• _WORK TASK_
Return, unchanged, the passage of the Elasticsearch docs.deleted issue below that opens with the words containing "But both look not" and closes with "(Clear up immediately)".

• _DOCUMENT EXCERPT_
Elasticsearch: Different behaviors but both look buggy for docs.deleted in 6.8 and 7.6

Created on 11 May 2020 · 11Comments · Source: elastic/elasticsearch

I found ES 6.7/6.8 and ES 7.6 behave differently for docs.deleted counter.
But both look not correct or at least not easy to understand the logic

ES 6.7 & 6.8

Expected result

When performing DELETE <index>/_doc/<doc_id>, docs.deleted should increase 1.

Symptom (Actual result)

docs.deleted shows 0 when deleting the document. (Clear up immediately)

Repro Steps

# create index and put docs
DELETE my_test
PUT my_test
{"settings":{"number_of_replicas":0,"number_of_shards":1}}

PUT my_test/_doc/1
{"title":"aaa"}

PUT my_test/_doc/2
{"title":"bbb"}

# delete
DELETE my_test/_doc/1

# check docs.deleted
GET _cat/indices?v&index=my_test&h=index,health,status,docs.deleted

# response
index   health status docs.deleted
my_test green  open              0

ES 7.6

Expected result

When performing DELETE <index>/_doc/<doc_id>, docs.deleted should increase 1.

• _RECORD EXTRACTS_
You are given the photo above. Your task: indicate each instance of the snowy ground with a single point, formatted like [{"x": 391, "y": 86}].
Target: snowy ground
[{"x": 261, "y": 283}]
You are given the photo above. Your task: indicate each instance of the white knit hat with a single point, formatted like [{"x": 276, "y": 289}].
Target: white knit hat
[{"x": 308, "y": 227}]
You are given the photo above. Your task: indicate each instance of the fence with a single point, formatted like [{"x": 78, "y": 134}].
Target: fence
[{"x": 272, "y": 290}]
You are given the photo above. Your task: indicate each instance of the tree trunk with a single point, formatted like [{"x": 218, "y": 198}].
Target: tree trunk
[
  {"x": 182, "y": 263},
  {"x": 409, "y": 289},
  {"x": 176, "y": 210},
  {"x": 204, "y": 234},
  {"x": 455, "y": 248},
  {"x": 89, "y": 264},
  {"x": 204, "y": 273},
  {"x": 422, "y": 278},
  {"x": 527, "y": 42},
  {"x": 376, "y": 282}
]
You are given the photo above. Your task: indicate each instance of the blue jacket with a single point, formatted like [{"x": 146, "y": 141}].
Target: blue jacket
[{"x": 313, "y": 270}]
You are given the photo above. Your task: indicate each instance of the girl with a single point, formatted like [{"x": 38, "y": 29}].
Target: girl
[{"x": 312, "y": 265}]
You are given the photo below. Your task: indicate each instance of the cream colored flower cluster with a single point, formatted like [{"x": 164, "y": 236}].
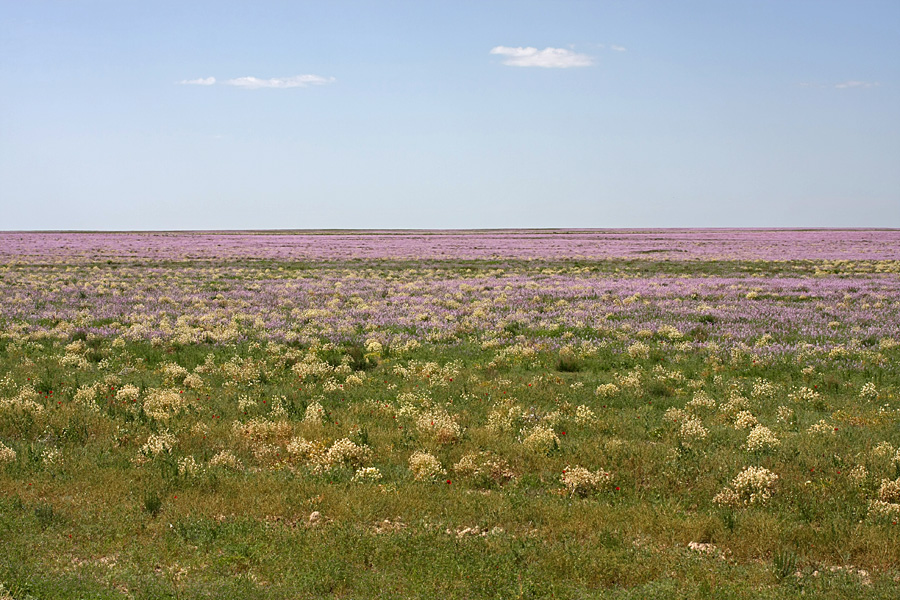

• _SOLUTION FOR THIS EXERCISE_
But both look not correct or at least not easy to understand the logic

ES 6.7 & 6.8

Expected result

When performing DELETE <index>/_doc/<doc_id>, docs.deleted should increase 1.

Symptom (Actual result)

docs.deleted shows 0 when deleting the document. (Clear up immediately)